Objective: Report how many lines in the entries below contain the string "formatted". Give only the number.

Data supplied:
^^^^^^^^

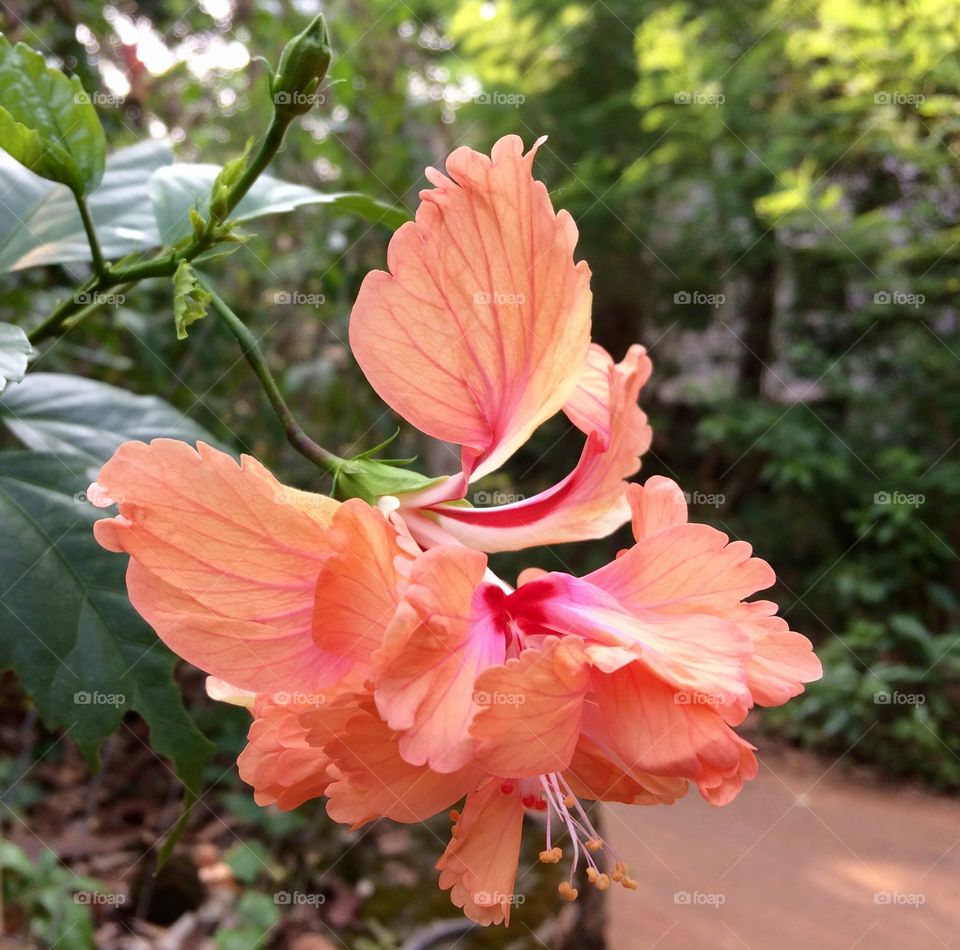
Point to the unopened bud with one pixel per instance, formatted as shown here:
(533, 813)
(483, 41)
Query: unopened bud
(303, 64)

^^^^^^^^

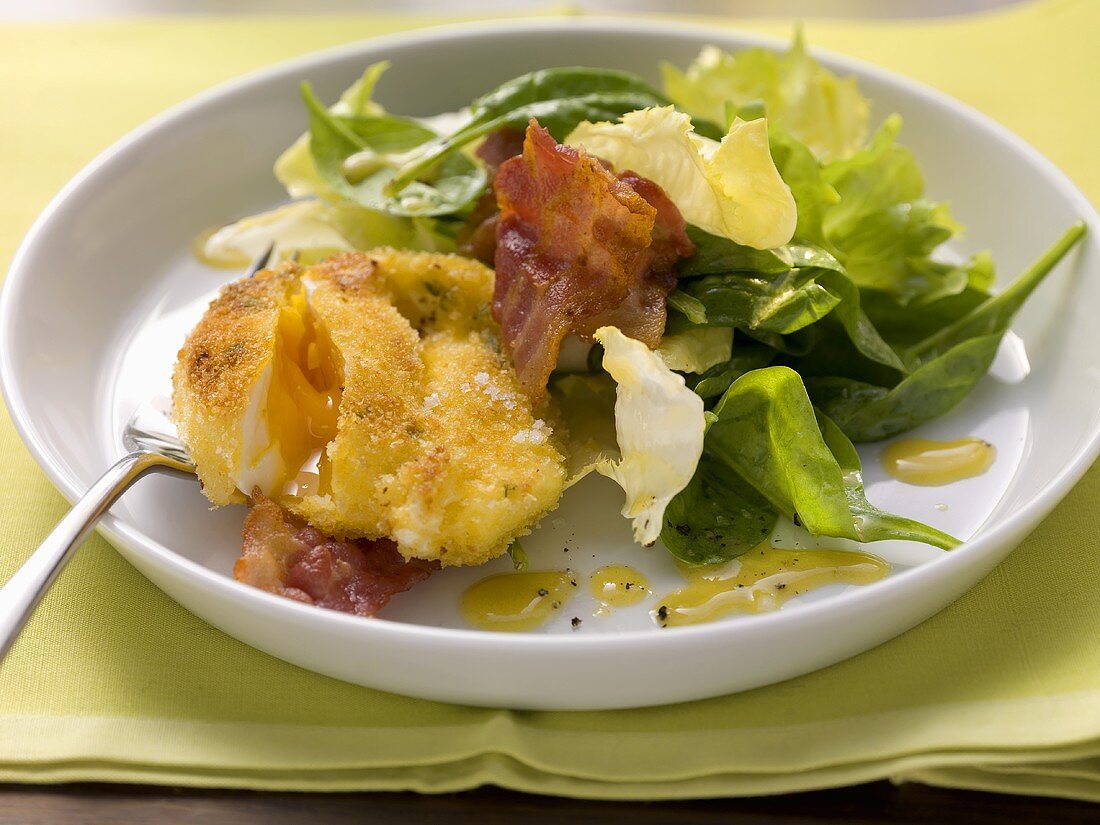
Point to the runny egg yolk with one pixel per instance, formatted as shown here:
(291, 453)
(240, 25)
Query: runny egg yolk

^^^^^^^^

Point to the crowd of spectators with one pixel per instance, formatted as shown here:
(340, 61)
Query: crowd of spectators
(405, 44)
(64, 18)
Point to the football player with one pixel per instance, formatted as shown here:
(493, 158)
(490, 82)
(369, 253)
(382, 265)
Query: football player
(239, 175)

^^^^^^^^

Worked answer: 4